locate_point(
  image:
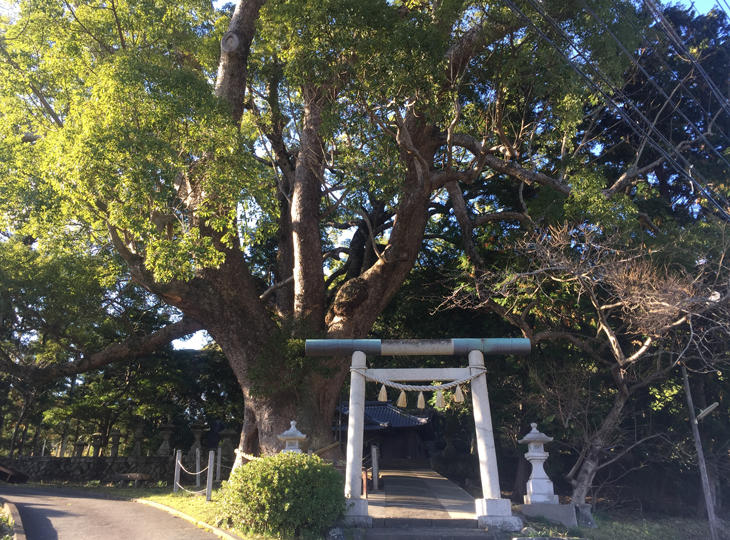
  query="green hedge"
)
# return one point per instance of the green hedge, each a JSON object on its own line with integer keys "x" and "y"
{"x": 287, "y": 494}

» **SHORT TASK**: List each line in the rows above that contains the word "green". Case counts.

» **RESULT OF THE EXERCISE**:
  query="green hedge"
# return one point per instance of the green hedge, each a JSON object on its own line with integer keys "x" and "y"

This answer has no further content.